Hockey Canada rouvre son enquête; la prétendue victime y participera
TORONTO – Hockey Canada promet des changements.
Reste à savoir si ces mesures suffiront à satisfaire le grand public, les amateurs, le gouvernement fédéral et les commanditaires.
La fédération nationale du sport, qui est sous le feu des critiques depuis des semaines, a fait une série d'annonces dans une lettre ouverte adressée aux Canadiens et publiée jeudi matin. Elle relance notamment l'enquête concernant les allégations d'agression sexuelle impliquant des membres de l'équipe nationale junior de 2018. L'enquête sera de nouveau menée par un tiers indépendant.
Jeudi, Rick Westhead de TSN a soulevé que la femme qui affirme avoir été agressée sexuellement par huit joueurs de la Ligue canadienne de hockey, dont certains membres d'Équipe Canada junior en 2018, participera à l'enquête de Hockey Canada.
« Ma cliente participera à l'enquête de Hockey Canada et elle ne fera aucun commentaire dans les médias en raison de la relance de l'enquête », a affirmé l'avocat Rob Talach dans un courriel envoyé à TSN.
Hockey Canada a précisé que la participation de tous les joueurs concernés est obligatoire, ajoutant que toute personne qui refuse sera bannie de toutes les activités et les programmes avec effet immédiat.
L'organisation avait précédemment déclaré qu'elle «encourageait fortement» les joueurs à participer à l'enquête sur l'incident survenu après une réception de Hockey Canada en 2018, mais ne l'avait pas rendue obligatoire.
Le président et chef de la direction de Hockey Canada, Scott Smith, qui a pris ses fonctions le 1er juillet et a occupé diverses fonctions au sein de l'organisme depuis 1995, a déclaré devant le comité permanent du Patrimoine le mois dernier que «12 ou 13» des 19 joueurs de l'équipe ont été interviewés avant l'enquête initiale et incomplète qui s'est conclue en septembre 2020.
« Nous savons que notre réponse a été insuffisante relativement aux agissements de certains membres de l'équipe nationale junior 2018, voire pour mettre fin à la culture de comportements toxiques au sein de notre sport », écrit Hockey Canada dans sa lettre de trois pages, jeudi.
«Nous en sommes sincèrement désolés. »
Hockey Canada a réglé discrètement à l'amiable une poursuite en mai à la suite d'allégations d'une femme qui affirme avoir été agressée par huit joueurs, dont des membres de l'équipe nationale junior médaillée d'or en 2018, lors d'un événement à London, en Ontario.
Aucune des allégations n'a été prouvée devant les tribunaux.
Smith, alors président de Hockey Canada, et le chef de la direction sortant, Tom Renney, ont été interpellés par des députés à Ottawa au sujet de la situation le mois dernier après l'annonce de l'agression présumée et de l'entente.
Mécontent des réponses des dirigeants, le gouvernement fédéral a par la suite suspendu le financement public de la fédération nationale, et un certain nombre de commanditaires ont emboîté le pas en attendant les prochaines étapes.

=====

* **CONSIGNE DONNÉE 1**:
Renvoyez, dans l'article sur l'enquête de Hockey Canada, le passage qui s'ouvre sur les mots contenant « La fédération nationale du » et se ferme sur « de Hockey Canada. ».

* **DONNÉES FOURNIES**:

=====

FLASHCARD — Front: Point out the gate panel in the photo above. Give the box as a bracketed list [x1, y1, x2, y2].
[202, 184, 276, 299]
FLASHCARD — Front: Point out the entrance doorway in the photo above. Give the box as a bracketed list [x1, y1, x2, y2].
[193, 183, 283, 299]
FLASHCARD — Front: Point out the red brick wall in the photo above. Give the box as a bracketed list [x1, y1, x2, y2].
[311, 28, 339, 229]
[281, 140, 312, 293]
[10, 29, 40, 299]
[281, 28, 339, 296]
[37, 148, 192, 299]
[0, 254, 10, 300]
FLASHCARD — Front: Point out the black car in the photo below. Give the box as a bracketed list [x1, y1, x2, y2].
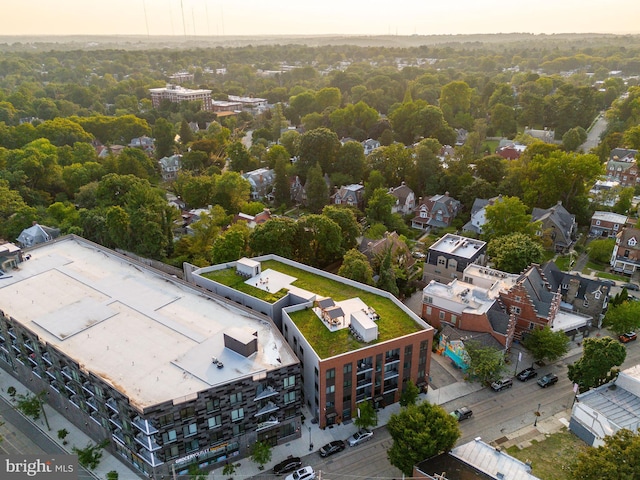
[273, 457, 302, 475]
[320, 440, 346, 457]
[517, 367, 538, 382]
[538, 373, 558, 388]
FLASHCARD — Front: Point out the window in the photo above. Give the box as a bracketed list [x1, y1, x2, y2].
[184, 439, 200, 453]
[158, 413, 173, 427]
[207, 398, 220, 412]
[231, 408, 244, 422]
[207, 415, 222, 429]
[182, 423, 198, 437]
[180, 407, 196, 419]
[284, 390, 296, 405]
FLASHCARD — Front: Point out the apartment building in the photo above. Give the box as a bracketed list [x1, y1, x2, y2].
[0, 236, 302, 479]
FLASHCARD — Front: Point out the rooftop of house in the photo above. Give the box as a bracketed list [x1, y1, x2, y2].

=====

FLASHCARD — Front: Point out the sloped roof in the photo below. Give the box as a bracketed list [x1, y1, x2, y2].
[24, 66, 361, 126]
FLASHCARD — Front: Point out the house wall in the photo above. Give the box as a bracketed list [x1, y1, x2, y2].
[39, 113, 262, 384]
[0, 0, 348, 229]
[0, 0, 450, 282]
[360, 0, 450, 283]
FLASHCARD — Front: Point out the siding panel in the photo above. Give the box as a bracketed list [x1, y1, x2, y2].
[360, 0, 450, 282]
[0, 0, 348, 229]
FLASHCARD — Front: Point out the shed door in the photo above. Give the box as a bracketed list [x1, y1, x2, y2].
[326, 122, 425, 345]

=====

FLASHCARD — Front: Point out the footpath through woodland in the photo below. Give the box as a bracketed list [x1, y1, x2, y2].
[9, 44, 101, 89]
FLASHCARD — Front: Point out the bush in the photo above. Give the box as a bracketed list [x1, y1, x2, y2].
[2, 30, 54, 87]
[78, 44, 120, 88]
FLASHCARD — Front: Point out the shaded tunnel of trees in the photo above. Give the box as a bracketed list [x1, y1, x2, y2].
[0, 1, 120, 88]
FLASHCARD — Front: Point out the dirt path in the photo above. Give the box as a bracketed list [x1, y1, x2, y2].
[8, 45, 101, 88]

=====

* **CONSIGNE DONNÉE 2**:
Mettez à jour le listing de la ligne contenant « FLASHCARD — Front: Point out the gate » jusqu'à celle contenant « [0, 254, 10, 300] », bornes incluses, en remplaçant « Point out » par « Locate ». Ne modifiez rien d'autre et ne renvoyez que ces lignes.

* **RÉSULTAT ATTENDU 1**:
La fédération nationale du sport, qui est sous le feu des critiques depuis des semaines, a fait une série d'annonces dans une lettre ouverte adressée aux Canadiens et publiée jeudi matin. Elle relance notamment l'enquête concernant les allégations d'agression sexuelle impliquant des membres de l'équipe nationale junior de 2018. L'enquête sera de nouveau menée par un tiers indépendant.
Jeudi, Rick Westhead de TSN a soulevé que la femme qui affirme avoir été agressée sexuellement par huit joueurs de la Ligue canadienne de hockey, dont certains membres d'Équipe Canada junior en 2018, participera à l'enquête de Hockey Canada.

* **RÉSULTAT ATTENDU 2**:
FLASHCARD — Front: Locate the gate panel in the photo above. Give the box as a bracketed list [x1, y1, x2, y2].
[202, 184, 276, 299]
FLASHCARD — Front: Locate the entrance doorway in the photo above. Give the box as a bracketed list [x1, y1, x2, y2].
[193, 183, 283, 299]
FLASHCARD — Front: Locate the red brick wall in the photo above. Give the box as a bracketed list [x1, y1, x2, y2].
[311, 28, 339, 229]
[281, 140, 312, 293]
[10, 29, 40, 299]
[281, 28, 339, 296]
[37, 148, 192, 299]
[0, 254, 10, 300]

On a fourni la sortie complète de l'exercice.